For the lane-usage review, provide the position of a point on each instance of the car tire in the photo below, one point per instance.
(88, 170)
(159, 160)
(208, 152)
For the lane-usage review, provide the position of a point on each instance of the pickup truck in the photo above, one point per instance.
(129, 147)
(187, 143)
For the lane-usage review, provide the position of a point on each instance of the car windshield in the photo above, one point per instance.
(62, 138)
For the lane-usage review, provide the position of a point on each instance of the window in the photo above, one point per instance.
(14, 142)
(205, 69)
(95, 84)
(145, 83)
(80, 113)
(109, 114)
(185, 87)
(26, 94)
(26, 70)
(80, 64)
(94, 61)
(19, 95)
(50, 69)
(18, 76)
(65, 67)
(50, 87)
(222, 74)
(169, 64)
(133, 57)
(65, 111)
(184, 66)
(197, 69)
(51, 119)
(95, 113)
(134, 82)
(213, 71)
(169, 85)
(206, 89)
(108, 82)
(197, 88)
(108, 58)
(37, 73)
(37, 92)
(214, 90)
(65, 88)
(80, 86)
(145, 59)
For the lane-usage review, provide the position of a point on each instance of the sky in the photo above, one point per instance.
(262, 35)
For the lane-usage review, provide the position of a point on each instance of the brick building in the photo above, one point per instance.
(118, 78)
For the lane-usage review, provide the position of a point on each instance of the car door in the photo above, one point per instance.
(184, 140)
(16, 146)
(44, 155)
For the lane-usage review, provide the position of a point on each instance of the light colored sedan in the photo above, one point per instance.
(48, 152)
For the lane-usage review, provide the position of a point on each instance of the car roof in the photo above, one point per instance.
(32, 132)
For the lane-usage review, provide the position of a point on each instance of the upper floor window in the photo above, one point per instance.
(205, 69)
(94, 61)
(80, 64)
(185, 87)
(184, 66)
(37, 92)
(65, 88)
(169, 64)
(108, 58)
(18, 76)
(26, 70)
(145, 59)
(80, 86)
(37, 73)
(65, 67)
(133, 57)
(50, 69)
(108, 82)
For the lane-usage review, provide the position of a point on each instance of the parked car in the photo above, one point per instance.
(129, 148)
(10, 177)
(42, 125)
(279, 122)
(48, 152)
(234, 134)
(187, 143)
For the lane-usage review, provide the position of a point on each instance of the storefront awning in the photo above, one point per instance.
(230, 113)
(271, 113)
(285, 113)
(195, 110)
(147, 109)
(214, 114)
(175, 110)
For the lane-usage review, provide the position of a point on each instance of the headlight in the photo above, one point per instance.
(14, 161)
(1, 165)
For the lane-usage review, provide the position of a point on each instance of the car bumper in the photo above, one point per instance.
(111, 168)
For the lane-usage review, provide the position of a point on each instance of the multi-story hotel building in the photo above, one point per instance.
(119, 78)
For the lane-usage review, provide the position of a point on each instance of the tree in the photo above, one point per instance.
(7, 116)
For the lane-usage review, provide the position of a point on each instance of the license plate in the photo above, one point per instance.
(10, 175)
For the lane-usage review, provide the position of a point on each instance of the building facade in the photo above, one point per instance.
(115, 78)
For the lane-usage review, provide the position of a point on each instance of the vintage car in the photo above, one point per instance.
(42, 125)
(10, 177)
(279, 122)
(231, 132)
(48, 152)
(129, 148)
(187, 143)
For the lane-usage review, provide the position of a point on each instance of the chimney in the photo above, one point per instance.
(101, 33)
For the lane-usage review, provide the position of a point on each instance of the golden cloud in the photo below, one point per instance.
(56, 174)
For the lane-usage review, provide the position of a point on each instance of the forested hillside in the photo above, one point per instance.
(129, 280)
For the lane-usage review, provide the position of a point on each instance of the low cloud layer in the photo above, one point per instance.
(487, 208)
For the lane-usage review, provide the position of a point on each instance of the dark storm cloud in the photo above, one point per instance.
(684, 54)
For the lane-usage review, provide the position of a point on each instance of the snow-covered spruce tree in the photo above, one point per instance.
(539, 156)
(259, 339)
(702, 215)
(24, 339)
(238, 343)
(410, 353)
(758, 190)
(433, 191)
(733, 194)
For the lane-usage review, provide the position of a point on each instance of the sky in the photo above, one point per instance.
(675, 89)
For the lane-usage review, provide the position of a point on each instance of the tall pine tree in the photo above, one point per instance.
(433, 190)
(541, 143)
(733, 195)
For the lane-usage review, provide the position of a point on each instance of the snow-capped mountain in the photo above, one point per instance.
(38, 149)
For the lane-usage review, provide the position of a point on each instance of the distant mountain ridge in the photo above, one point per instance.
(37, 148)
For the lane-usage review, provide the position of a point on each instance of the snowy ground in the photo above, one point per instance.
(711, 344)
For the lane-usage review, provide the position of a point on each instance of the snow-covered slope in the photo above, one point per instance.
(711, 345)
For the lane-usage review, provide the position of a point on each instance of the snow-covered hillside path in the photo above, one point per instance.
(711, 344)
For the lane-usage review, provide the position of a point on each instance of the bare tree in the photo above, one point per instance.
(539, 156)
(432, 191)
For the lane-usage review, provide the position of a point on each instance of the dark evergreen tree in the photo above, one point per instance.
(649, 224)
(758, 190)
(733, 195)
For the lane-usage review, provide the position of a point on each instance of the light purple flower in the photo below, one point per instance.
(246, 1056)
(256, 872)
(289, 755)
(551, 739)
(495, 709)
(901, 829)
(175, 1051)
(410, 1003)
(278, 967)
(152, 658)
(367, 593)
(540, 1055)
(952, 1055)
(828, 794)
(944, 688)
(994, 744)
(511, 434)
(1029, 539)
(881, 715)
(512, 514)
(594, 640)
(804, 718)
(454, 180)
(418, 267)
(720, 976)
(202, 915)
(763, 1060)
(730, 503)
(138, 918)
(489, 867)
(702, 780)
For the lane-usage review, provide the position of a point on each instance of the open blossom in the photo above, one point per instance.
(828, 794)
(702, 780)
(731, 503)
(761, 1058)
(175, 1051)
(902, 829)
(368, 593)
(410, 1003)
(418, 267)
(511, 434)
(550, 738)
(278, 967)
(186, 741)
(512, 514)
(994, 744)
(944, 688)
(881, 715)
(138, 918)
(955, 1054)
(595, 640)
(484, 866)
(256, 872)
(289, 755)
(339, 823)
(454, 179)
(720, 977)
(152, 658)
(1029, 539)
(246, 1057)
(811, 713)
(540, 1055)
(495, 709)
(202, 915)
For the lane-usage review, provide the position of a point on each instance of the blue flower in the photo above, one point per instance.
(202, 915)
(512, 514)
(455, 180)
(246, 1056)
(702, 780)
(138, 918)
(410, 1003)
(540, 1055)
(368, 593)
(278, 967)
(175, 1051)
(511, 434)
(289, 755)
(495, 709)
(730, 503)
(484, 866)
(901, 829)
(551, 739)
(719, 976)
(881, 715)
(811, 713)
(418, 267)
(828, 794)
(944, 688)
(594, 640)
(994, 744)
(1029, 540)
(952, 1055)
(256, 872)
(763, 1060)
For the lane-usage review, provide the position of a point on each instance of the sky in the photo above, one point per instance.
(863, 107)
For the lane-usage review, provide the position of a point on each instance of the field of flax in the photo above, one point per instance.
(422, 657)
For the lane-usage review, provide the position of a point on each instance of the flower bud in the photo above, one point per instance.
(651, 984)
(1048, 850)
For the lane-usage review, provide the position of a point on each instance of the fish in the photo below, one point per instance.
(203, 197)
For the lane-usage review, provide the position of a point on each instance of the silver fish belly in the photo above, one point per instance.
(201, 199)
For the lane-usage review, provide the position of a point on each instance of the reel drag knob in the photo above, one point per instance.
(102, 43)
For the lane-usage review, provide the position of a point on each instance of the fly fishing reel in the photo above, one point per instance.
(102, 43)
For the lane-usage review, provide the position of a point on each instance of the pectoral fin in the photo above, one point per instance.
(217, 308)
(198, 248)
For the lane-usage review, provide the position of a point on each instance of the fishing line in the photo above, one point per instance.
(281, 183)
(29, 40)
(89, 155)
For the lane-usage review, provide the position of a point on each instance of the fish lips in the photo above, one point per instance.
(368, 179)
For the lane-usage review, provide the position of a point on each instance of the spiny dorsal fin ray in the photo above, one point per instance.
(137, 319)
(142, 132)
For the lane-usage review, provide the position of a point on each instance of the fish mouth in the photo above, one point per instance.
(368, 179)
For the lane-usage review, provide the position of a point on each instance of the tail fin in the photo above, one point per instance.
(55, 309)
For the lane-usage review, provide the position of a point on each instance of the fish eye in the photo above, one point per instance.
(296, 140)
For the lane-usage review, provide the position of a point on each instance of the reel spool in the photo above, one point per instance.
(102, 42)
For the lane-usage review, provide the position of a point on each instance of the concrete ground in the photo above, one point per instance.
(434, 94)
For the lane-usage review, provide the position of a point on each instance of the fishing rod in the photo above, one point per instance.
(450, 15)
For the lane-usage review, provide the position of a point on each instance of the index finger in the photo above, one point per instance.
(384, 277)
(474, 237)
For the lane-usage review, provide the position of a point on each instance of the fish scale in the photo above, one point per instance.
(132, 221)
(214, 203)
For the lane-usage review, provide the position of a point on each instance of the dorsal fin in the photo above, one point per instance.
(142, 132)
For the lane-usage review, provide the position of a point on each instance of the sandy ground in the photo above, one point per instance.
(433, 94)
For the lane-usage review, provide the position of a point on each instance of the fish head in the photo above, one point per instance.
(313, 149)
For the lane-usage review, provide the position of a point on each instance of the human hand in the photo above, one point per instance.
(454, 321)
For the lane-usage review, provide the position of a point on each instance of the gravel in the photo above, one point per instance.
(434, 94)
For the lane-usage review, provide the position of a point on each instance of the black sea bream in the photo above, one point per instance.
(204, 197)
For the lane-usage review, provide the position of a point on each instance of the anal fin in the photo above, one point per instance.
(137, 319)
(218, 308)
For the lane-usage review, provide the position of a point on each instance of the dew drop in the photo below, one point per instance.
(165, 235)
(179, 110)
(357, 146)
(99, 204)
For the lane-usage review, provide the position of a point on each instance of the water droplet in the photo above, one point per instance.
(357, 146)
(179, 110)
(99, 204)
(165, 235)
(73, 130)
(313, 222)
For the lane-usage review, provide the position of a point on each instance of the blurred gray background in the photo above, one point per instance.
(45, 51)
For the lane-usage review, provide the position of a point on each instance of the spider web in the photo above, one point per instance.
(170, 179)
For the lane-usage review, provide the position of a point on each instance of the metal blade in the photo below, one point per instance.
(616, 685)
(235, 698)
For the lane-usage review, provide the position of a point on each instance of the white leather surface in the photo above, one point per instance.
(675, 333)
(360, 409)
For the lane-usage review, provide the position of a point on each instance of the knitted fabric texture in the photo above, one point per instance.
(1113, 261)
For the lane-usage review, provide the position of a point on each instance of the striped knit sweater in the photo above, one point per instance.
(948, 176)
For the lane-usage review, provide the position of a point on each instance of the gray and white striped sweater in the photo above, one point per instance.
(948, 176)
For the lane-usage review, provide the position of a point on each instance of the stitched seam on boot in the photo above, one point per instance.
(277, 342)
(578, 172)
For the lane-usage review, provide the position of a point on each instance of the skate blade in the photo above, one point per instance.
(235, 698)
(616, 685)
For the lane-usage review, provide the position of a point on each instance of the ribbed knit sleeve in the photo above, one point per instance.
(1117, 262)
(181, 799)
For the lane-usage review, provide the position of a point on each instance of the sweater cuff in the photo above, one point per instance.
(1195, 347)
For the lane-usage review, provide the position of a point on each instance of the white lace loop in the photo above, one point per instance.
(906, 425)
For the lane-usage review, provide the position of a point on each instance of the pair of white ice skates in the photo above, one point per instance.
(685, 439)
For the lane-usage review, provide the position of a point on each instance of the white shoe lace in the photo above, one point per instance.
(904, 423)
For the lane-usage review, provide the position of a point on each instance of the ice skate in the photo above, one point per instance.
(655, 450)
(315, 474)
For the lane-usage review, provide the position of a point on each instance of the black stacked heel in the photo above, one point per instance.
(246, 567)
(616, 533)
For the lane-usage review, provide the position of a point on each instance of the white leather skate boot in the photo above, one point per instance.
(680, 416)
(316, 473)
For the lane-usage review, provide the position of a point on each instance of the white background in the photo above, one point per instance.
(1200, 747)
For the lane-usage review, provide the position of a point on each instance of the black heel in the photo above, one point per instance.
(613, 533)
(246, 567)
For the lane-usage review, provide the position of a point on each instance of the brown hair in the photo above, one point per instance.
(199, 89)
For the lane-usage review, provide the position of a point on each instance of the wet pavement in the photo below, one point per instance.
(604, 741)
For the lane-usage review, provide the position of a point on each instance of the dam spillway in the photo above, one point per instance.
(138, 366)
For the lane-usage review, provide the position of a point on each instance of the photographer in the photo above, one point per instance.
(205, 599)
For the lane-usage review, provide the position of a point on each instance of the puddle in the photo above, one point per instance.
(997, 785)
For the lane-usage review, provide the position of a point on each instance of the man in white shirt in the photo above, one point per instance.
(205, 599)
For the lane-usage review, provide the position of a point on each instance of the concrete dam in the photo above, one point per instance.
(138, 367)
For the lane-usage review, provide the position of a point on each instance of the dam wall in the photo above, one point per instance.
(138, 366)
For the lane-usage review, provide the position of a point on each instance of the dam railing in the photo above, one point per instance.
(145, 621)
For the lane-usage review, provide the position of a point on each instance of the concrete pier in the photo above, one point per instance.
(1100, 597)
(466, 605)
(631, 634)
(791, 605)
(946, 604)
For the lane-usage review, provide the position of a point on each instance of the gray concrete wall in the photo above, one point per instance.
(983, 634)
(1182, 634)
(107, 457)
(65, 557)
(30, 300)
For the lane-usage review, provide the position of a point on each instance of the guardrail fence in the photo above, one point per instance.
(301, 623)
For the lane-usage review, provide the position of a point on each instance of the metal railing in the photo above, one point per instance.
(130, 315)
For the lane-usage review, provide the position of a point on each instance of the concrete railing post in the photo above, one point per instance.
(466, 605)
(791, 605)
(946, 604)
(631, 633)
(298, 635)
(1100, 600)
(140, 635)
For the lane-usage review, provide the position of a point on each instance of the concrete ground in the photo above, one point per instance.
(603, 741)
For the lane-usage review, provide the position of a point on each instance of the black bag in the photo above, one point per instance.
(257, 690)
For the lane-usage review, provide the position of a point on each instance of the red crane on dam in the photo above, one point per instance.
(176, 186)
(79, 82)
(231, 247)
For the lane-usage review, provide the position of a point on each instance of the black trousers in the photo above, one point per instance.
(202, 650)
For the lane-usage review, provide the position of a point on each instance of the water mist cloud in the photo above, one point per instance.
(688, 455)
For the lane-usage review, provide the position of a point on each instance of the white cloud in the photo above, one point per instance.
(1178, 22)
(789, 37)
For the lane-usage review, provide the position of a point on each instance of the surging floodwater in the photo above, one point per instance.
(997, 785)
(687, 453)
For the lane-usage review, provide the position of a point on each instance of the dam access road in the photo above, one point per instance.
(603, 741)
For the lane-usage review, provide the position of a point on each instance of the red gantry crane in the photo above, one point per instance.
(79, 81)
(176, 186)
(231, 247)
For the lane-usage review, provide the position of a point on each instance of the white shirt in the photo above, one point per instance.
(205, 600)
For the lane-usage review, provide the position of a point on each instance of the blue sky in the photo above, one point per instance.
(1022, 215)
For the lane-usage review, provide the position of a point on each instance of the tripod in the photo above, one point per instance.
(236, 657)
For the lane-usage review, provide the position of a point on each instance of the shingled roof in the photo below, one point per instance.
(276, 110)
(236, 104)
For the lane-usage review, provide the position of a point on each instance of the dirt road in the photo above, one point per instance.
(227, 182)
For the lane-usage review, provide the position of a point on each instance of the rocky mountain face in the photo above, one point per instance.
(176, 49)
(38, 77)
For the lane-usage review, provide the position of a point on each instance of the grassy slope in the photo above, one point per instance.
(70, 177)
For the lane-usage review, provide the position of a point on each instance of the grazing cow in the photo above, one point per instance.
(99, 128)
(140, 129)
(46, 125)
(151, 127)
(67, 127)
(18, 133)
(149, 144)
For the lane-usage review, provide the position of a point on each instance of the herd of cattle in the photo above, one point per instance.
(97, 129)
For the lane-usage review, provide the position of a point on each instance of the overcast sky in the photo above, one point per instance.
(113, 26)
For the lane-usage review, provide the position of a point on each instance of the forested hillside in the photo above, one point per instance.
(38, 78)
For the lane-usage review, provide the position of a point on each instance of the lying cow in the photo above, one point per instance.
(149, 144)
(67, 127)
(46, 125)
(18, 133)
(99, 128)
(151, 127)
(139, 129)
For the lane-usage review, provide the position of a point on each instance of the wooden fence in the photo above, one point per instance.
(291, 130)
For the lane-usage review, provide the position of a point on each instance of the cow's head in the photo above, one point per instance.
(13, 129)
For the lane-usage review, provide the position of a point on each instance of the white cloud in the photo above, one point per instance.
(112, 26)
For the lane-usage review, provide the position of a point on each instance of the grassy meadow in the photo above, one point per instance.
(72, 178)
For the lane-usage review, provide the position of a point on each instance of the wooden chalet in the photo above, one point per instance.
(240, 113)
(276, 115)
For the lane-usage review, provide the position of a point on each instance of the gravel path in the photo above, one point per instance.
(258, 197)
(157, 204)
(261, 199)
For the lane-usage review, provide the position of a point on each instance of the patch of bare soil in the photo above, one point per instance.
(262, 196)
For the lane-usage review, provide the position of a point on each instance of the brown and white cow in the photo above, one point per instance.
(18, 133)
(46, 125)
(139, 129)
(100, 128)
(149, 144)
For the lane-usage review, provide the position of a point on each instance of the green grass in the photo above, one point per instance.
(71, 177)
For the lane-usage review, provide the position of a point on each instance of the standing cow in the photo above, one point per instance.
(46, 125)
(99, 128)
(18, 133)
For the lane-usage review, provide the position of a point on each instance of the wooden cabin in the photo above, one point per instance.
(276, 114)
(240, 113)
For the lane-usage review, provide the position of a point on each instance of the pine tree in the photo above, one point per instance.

- - -

## [WORK TO COMPLETE]
Repeat exactly the lines from the line containing "the wooden chalet" through the last line of the records above, including both, and nothing else.

## [WORKED SOLUTION]
For the lane-usage review, provide the position of a point on each instance of the wooden chalet in the photo above, one point per instance.
(240, 113)
(276, 115)
For the lane-usage review, provide the position of a point on each instance of the gravel path in the photo above, one point per instance.
(258, 197)
(157, 204)
(261, 199)
For the lane-usage review, provide the position of a point on each instance of the patch of bare soil in the photo above, one point per instance.
(262, 196)
For the lane-usage review, provide the position of a point on each instance of the brown and white cow in the photo above, one point per instance.
(18, 133)
(46, 125)
(139, 129)
(100, 128)
(149, 144)
For the lane-usage review, provide the position of a point on each instance of the green grass in the photo above, one point per instance.
(71, 177)
For the lane-usage review, provide the position of a point on each instance of the standing cow in the photo above, one point per instance.
(46, 125)
(99, 128)
(18, 133)
For the lane-usage review, provide the position of a point on each instance of the wooden cabin in the photo above, one point per instance.
(276, 114)
(240, 113)
For the lane-usage review, provide the position of a point on each instance of the pine tree in the photo above, one point per instance.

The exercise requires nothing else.